### TÂCHES À RÉALISER
- a) D'après le texte sur les sonates de Fauré, à qui la Sonate op.13 est-elle dédiée ?
- b) Poursuivez le texte sur les sonates de Fauré à partir de sa dernière phrase.
··· TEXTE FOURNI ···
Les deux sonates où Gabriel Fauré (1845-1924) fait dialoguer le violon et le piano encadrent son parcours créateur : la première composée en 1876 est l’œuvre d’un jeune musicien ; la seconde, de 1916, sort de la plume d’un personnage arrivé, directeur du Conservatoire de Paris et membre de l’Institut.

La Sonate op.13 fut écrite de 1875 à 1876 à Sainte-Adresse. Fauré la dédie au violoniste Paul Viardot, fils de l’incomparable cantatrice Pauline Viardot et frère de sa toute récente et éphémère fiancée, Marianne. Elle est créée le 27 janvier 1877, lors d’un concert de la Société nationale de musique par Marie Tayau et le compositeur au piano. Le succès est immédiat et la Sonate restera l’une de ses œuvres les plus jouées de son vivant. Lui-même l’interprètera souvent, avec Eugène Ysaÿe, Jacques Thibaud, Johannes Wolff ou Georges Enesco. Elle résonne encore d’accents romantiques qui, dès le fougueux préambule de l’allegro initial, s’échappent d’une structure très classique en quatre mouvements et rehaussent une mélodie d’une délicate expressivité. Les deux voix instrumentales sont traitées à égalité en d’amples mais toujours subtils échanges, alternant confrontation et fusion dans les deux mouvements centraux : un andante tendre et un scherzo agile et primesautier (où abondent pizzicati et staccati).
··· ENTRÉES FOURNIES ···
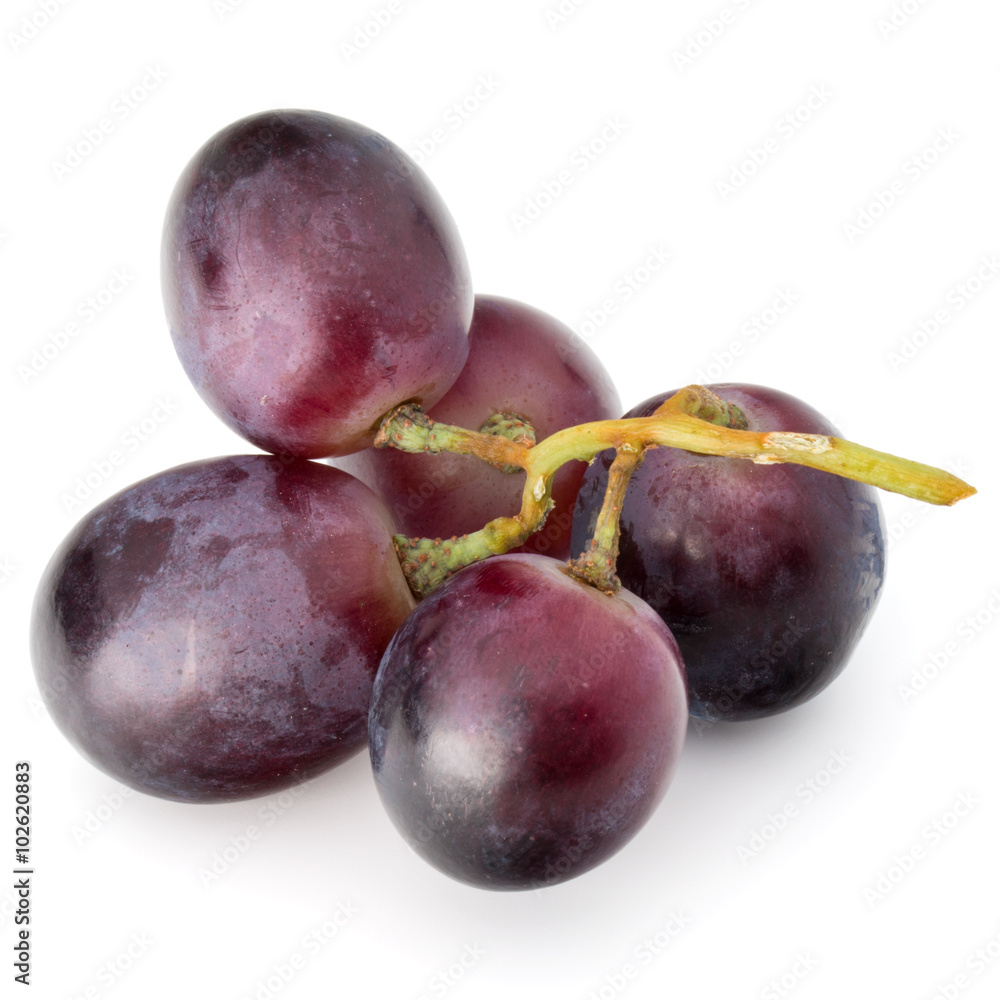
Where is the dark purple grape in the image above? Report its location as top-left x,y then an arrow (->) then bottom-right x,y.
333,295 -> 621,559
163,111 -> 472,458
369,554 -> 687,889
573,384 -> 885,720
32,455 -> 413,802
···
··· ENTRÉES FOURNIES ···
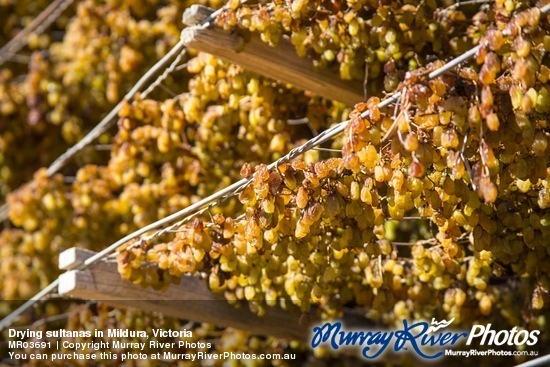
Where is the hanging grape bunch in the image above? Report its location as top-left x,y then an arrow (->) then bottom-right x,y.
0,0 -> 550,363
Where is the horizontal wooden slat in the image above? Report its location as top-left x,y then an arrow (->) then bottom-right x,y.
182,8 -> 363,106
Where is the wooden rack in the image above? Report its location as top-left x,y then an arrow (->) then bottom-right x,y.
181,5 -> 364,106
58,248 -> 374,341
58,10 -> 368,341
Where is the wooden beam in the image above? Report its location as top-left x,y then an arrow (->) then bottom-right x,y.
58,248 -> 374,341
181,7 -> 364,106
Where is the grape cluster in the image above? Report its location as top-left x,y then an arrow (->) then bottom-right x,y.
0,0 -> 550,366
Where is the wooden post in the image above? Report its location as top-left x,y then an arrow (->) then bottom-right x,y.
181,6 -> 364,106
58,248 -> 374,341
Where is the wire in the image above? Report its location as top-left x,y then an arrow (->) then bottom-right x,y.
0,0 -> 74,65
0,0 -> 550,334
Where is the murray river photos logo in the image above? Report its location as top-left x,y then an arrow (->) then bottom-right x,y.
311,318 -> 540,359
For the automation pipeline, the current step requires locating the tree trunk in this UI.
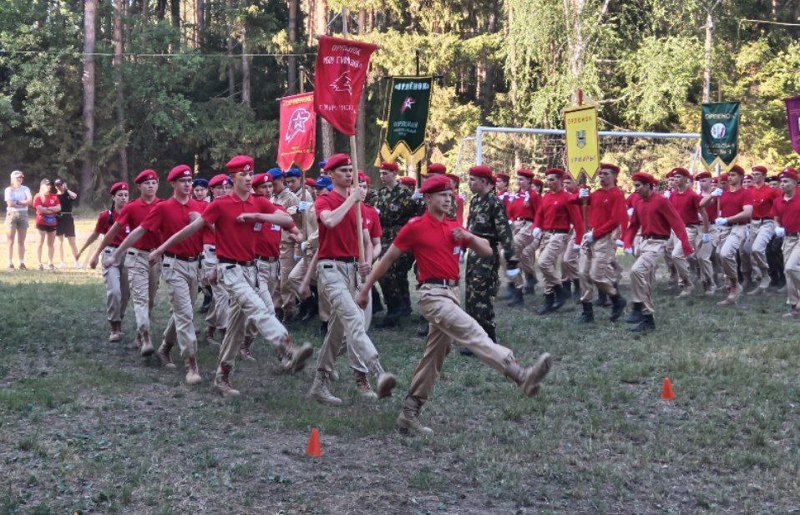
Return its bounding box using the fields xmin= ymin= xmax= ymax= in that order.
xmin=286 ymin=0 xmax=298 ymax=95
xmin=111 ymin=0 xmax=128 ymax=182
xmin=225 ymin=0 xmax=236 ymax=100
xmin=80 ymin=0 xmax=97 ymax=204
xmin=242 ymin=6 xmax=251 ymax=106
···
### RÉPONSES AUX TÂCHES
- a) Au violoniste Paul Viardot, fils de la cantatrice Pauline Viardot.

- b)
Fauré, musicien consacré, revient à cette forme au cours de l’été 1916 pendant un séjour serein près d’Évian. Le climat dans lequel s’ouvre la Sonate op.108 est pourtant des plus sombres avec un rythme agité et une harmonie tendue. A ce long mouvement complexe succède un instant d’apaisement qui renoue avec la tonalité élégiaque (La Majeur) de la première sonate mais est traversé d’inquiétude dans le chant du violon. Le troisième et dernier mouvement intègre un thème-refrain agile et pur comme l’eau d’un ruisseau. L’ouvrage dédié à la reine Elisabeth de Belgique, violoniste elle-même, fut une fois encore créé à la Société nationale de musique le 10 novembre 1917 par Louis Capet avec Fauré toujours au piano.
Conforme au style de la maturité du compositeur, cette sonate n’est plus d’un abord immédiat. Tesselles mélodiques et éclats harmoniques semblent s’y succéder sans que la logique interne n’apparaisse à l’auditeur qui doit s’abandonner "à leur lumière changeante, leur atmosphère marine, l’envol des lignes du violon sur le miroitement infini des arpèges du piano, leur force vitale, leurs éclats soudains." (Jean-Michel Nectoux, Gabriel Fauré : les voix du clair-obscur, Paris, Fayard, 2008, p. 524).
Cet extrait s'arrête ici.